**REQUIRED WORK:**
Rewrite the rows below with every "bounding boxes" changed to "box coordinates" and everything else left unchanged.

-=-=-

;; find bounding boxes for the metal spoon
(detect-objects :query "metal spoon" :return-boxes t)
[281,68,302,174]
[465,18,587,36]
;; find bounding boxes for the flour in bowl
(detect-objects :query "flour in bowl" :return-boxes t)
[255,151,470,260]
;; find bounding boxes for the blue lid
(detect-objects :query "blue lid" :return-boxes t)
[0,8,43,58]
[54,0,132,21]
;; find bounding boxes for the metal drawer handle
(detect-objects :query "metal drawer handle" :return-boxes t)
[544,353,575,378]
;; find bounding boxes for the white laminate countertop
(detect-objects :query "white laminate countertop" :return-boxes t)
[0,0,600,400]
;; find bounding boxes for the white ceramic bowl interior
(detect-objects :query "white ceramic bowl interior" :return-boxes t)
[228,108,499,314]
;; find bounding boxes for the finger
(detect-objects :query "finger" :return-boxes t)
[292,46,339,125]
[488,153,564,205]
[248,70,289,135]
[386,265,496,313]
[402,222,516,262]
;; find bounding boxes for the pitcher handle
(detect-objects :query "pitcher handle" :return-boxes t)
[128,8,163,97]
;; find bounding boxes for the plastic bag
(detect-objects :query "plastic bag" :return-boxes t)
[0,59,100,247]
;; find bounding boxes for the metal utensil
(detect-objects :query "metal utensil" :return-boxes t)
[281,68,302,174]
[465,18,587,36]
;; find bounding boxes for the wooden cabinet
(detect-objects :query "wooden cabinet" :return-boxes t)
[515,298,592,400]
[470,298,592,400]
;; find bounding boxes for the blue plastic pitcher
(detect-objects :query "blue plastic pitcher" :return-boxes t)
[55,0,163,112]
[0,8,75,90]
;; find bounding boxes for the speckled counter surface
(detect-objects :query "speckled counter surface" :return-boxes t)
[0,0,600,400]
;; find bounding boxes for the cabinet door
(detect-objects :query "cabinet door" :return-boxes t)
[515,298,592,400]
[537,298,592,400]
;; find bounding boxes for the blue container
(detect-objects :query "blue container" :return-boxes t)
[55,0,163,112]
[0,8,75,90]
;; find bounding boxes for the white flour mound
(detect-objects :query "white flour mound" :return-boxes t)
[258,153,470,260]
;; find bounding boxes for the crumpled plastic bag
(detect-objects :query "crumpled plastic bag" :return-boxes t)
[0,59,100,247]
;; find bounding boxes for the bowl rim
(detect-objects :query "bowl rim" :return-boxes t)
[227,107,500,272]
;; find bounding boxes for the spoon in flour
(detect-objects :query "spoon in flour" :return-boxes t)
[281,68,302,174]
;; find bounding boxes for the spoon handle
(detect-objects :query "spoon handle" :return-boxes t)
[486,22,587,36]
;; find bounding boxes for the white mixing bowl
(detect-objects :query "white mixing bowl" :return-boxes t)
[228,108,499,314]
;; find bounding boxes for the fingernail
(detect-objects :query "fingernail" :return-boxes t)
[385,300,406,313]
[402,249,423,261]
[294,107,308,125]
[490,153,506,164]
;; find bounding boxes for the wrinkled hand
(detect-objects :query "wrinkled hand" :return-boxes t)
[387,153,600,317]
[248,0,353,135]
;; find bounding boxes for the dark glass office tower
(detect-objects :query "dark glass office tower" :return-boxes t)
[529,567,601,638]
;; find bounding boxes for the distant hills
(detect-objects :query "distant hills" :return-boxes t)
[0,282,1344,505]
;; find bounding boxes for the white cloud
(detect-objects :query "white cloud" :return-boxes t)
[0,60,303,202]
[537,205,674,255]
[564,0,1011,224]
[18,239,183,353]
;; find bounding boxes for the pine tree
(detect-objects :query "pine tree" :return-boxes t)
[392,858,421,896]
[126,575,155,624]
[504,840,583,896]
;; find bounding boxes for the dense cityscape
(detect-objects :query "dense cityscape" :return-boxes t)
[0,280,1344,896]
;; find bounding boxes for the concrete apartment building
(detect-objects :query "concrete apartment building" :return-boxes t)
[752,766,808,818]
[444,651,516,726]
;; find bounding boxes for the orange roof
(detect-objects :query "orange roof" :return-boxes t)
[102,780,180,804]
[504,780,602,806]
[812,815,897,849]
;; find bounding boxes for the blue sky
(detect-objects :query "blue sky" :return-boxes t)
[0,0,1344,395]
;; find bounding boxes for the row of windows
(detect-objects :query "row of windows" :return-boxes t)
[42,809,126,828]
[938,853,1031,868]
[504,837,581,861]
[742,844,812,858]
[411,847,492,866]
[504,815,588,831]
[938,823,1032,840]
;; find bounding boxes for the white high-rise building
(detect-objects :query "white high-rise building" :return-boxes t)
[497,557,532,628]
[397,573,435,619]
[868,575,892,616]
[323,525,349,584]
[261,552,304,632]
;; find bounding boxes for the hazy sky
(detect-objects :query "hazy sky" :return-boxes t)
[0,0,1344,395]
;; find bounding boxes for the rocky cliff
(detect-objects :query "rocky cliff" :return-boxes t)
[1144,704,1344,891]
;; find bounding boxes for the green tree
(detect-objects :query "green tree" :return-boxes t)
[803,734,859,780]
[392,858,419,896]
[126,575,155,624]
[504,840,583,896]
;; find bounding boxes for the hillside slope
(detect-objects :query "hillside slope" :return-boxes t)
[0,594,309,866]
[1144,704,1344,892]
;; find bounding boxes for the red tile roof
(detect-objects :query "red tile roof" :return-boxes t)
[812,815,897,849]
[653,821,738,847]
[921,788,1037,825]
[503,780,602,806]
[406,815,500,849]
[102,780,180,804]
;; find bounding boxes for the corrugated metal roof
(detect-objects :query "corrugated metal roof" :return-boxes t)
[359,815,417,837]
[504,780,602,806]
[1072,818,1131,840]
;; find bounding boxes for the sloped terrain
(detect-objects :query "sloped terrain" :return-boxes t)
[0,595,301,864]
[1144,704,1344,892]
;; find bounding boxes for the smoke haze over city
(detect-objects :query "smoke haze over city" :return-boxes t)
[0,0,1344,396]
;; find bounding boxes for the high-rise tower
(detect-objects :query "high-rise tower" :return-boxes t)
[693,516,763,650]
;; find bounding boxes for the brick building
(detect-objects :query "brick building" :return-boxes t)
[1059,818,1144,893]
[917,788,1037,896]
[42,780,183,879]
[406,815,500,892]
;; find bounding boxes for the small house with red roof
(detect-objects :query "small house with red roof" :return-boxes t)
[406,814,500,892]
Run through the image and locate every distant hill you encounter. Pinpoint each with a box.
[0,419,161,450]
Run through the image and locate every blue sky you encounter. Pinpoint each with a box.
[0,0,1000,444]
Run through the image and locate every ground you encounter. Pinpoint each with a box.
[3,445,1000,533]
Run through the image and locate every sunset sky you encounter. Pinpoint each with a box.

-=-=-

**RESULT OF THIS EXERCISE:**
;; find box coordinates for the metal spoon
(detect-objects :query "metal spoon" :return-boxes t)
[281,68,302,174]
[465,18,587,36]
;; find box coordinates for the flour in bowl
(detect-objects :query "flour in bowl" :return-boxes t)
[255,151,470,260]
;; find box coordinates for the blue lid
(detect-objects :query "blue lid" :return-boxes t)
[0,8,43,58]
[54,0,132,21]
;; find box coordinates for the metal drawer handle
(detect-objects :query "metal drawer handle" :return-boxes t)
[544,353,575,378]
;; find box coordinates for the white laminate countertop
(detect-objects :query "white laminate countertop" :return-boxes t)
[0,0,600,400]
;; find box coordinates for the white ceramic bowl interior
(detect-objects :query "white ceramic bowl interior" :return-boxes t)
[228,108,499,314]
;; find box coordinates for the finger
(detect-objects :query "finger" :return-boxes t)
[292,46,339,125]
[488,153,564,205]
[248,70,289,135]
[386,265,496,313]
[402,222,516,262]
;; find box coordinates for the pitcher handle
(detect-objects :query "pitcher handle" :return-boxes t)
[128,8,163,97]
;; find box coordinates for the plastic bag
(detect-objects :query "plastic bag" :return-boxes t)
[0,59,100,247]
;; find box coordinates for the metal utensil
(detect-objects :query "metal utensil" :return-boxes t)
[281,68,302,174]
[465,18,587,36]
;; find box coordinates for the wooden cabinet
(detect-objects :query "wooden cabinet" :return-boxes t)
[515,298,592,400]
[470,298,592,400]
;; find box coordinates for the blue plastic pitcher
(detect-objects :query "blue plastic pitcher" :return-boxes t)
[55,0,163,112]
[0,8,75,90]
;; find box coordinates for the speckled counter surface
(detect-objects :query "speckled counter surface" :return-boxes t)
[0,0,600,400]
;; find box coordinates for the cabinet door
(detect-objects :query "cabinet door" :return-boxes t)
[515,298,592,400]
[537,298,592,400]
;; find box coordinates for the blue container
(detect-objects :query "blue container" :return-boxes t)
[55,0,163,112]
[0,8,75,90]
;; find box coordinates for the white flour mound
(detect-objects :query "white flour mound" :return-boxes t)
[258,153,470,260]
;; find box coordinates for the crumpled plastic bag
(detect-objects :query "crumpled plastic bag" :return-boxes t)
[0,59,100,247]
;; find box coordinates for the bowl rim
(detect-objects :query "bowl rim" :return-boxes t)
[227,107,500,272]
;; find box coordinates for the spoon in flour
(detect-objects :query "spoon in flour" :return-boxes t)
[281,68,302,174]
;; find box coordinates for the spoon handle
(detect-objects :query "spoon handle" :return-boxes t)
[486,22,587,36]
;; find box coordinates for the white mixing bowl
(detect-objects :query "white mixing bowl" :return-boxes t)
[228,108,499,314]
;; find box coordinates for the fingernail
(detect-objects :query "fingernail" :return-boxes t)
[385,300,406,313]
[402,249,423,261]
[294,107,308,125]
[490,153,506,164]
;; find box coordinates for the wrinkled hand
(detect-objects :query "wrinkled hand" :return-boxes t)
[387,153,600,317]
[248,0,353,135]
;; find box coordinates for the dark glass office tower
(detect-objects :query "dark glass office tower" :return-boxes t)
[529,567,601,638]
;; find box coordinates for the distant hills
(detect-objects :query "distant hills" :return-boxes t)
[0,282,1344,505]
;; find box coordinates for the white cloud
(detect-objects :query "white cloud" :return-boxes t)
[0,60,303,202]
[537,205,674,255]
[564,0,1011,224]
[18,239,183,353]
;; find box coordinates for the pine tree
(detect-objects :query "pine tree" :return-boxes t)
[392,858,421,896]
[126,575,155,624]
[504,840,583,896]
;; find box coordinates for the dense cityscape
(detect-objects :query "dense cityscape" :return-boxes t)
[0,280,1344,896]
;; find box coordinates for the concrete apartment building
(detect-objects :query "concrete apartment building" :return-boxes t)
[752,766,808,818]
[444,651,516,726]
;; find box coordinates for the orange roof
(detect-objects :query "orange roof" :return-boxes t)
[102,780,180,804]
[504,780,602,806]
[812,815,897,849]
;; find box coordinates for the blue sky
(detect-objects :query "blue sky" :return-boxes t)
[0,0,1344,395]
;; find box coordinates for the row of windows
(detect-objects :query "row of windows" :return-boxes t)
[42,809,126,828]
[938,853,1031,868]
[504,837,581,861]
[742,844,812,858]
[411,847,492,866]
[504,815,588,831]
[938,823,1032,840]
;; find box coordinates for the white high-rise building
(detect-objects :query "white high-rise building" :return-boxes t)
[497,557,532,628]
[397,573,435,619]
[868,575,892,616]
[323,525,349,584]
[261,552,304,632]
;; find box coordinates for the hazy sky
(detect-objects :query "hazy sky" :return-boxes t)
[0,0,1344,395]
;; find box coordinates for the rocky cliff
(detect-objects :query "rocky cliff" :return-boxes t)
[1144,704,1344,891]
;; find box coordinates for the green tree
(detect-objects :query "green tree" :return-boxes t)
[803,734,859,780]
[392,858,419,896]
[126,575,155,624]
[504,840,583,896]
;; find box coordinates for the hillside slope
(detect-objects :query "hillside slope" :return-boxes t)
[0,594,309,866]
[1144,704,1344,892]
;; find box coordinates for the red tile roof
(detect-objects :query "red tile roof" :return-boxes t)
[812,815,897,849]
[653,821,738,847]
[921,788,1037,825]
[503,780,602,806]
[406,815,500,849]
[102,780,180,804]
;; find box coordinates for the corrugated metal roof
(detect-objects :query "corrugated metal roof" :return-boxes t)
[359,815,417,837]
[504,780,602,806]
[1072,818,1131,840]
;; find box coordinates for the sloped terrain
(detect-objects :query "sloped terrain" :return-boxes t)
[0,595,301,864]
[1144,704,1344,892]
;; find box coordinates for the smoke haze over city
(detect-objects :query "smoke haze over city" :return-boxes t)
[0,0,1344,396]
;; find box coordinates for the high-rise tower
(detect-objects :query "high-rise tower" :return-boxes t)
[693,516,763,650]
;; find box coordinates for the brick building
(detect-objects :query "brick building" :return-boxes t)
[1059,818,1144,893]
[917,788,1037,896]
[42,780,183,879]
[406,815,500,892]
;; find box coordinates for the small house with red roof
(detect-objects :query "small house with red roof" :return-boxes t)
[406,814,500,892]
Run through the image and locate every distant hill you encounter. Pinpoint each with a box.
[0,419,161,450]
Run through the image and locate every blue sky you encounter. Pinpoint each with a box.
[0,0,1000,444]
Run through the image and locate every ground you encounter. Pinpoint each with a box.
[3,445,1000,533]
Run through the image and locate every sunset sky you encounter. Pinpoint each with a box.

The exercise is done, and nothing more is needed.